Region pointing data:
──────────

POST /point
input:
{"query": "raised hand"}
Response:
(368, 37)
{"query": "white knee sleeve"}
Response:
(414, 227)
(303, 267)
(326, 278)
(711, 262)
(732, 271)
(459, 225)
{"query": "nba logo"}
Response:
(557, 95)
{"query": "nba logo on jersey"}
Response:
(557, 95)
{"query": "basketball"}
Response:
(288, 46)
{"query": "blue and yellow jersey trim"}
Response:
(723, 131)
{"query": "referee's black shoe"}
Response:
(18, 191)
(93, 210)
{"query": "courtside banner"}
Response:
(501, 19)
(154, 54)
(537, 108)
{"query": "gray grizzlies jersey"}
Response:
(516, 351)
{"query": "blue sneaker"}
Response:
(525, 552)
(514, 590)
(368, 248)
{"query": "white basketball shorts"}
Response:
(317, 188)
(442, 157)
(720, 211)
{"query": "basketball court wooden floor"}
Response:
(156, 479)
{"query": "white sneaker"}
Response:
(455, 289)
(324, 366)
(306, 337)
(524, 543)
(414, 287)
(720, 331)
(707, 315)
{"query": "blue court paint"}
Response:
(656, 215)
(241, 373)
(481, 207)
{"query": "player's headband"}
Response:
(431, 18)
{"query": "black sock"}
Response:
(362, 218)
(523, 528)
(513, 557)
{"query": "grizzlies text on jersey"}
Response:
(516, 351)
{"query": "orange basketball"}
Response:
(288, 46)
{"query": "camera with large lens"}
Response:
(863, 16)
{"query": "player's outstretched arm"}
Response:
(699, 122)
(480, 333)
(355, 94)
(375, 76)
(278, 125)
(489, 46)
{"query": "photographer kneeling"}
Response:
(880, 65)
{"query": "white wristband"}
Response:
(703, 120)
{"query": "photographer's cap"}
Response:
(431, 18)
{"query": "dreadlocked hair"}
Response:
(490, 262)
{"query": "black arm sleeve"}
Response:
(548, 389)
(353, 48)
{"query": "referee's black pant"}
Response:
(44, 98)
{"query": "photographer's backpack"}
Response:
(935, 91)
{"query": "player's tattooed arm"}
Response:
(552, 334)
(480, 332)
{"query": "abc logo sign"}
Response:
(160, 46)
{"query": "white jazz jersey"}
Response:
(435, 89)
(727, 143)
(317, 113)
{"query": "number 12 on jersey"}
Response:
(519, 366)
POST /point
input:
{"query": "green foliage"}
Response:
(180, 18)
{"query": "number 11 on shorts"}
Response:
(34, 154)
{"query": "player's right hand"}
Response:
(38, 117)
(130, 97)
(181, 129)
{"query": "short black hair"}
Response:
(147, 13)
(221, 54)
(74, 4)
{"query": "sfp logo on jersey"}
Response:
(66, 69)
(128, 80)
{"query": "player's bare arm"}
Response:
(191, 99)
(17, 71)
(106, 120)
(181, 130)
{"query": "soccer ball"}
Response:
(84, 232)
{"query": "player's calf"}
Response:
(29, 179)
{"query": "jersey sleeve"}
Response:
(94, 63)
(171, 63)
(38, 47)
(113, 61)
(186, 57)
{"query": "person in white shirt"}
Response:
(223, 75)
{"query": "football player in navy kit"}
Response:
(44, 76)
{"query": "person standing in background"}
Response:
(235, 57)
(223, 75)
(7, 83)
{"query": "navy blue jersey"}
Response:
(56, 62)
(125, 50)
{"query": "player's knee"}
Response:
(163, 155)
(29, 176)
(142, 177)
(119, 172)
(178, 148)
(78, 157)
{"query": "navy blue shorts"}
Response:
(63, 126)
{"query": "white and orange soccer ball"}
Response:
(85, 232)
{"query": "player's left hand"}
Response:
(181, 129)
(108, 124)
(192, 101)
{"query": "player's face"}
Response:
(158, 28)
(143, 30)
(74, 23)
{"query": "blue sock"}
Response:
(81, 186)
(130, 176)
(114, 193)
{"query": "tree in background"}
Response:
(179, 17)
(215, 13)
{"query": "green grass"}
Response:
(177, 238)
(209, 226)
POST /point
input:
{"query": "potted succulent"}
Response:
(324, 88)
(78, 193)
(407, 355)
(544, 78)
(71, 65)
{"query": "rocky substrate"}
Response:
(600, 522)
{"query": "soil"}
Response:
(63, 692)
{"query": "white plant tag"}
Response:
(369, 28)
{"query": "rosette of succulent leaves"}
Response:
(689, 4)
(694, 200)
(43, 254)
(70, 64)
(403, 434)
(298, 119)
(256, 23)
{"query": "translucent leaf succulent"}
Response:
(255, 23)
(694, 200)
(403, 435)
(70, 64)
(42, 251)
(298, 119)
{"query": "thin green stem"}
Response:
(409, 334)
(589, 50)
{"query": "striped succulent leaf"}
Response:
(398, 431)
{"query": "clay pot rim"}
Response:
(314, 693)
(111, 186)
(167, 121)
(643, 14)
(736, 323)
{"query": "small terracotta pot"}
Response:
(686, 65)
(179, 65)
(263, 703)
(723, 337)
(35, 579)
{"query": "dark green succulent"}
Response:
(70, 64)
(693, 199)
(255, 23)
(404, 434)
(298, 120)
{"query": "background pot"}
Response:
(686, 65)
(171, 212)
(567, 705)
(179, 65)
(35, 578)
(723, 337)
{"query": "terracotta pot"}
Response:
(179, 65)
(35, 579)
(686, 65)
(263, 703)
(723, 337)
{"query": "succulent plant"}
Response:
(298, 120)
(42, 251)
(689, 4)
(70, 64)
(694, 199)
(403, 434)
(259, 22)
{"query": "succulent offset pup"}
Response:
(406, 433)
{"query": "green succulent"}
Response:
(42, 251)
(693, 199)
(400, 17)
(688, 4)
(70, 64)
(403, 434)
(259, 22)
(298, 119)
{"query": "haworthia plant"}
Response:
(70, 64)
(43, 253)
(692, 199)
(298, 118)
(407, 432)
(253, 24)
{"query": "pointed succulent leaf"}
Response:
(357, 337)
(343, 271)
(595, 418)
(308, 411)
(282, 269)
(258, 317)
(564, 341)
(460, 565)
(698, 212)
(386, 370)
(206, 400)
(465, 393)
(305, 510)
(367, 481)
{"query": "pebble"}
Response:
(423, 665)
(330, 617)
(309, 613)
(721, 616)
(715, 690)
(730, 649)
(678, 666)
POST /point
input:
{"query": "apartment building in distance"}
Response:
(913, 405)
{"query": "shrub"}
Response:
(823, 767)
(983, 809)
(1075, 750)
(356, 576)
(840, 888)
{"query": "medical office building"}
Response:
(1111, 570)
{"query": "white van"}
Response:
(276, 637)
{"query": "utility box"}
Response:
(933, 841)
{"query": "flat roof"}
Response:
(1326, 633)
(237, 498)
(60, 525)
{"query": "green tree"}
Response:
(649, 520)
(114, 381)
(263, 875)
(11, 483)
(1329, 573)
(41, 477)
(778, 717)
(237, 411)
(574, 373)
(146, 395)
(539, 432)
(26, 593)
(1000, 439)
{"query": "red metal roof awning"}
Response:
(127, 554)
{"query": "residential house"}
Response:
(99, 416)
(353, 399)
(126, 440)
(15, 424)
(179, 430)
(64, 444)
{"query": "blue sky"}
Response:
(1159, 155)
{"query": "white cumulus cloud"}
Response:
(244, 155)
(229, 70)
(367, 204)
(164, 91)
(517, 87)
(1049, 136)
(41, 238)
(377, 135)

──────────

Task requirements.
Copy out each line of the records where the word "number" appears.

Solution for this problem.
{"query": "number 12 on jersey"}
{"query": "number 11 on shorts"}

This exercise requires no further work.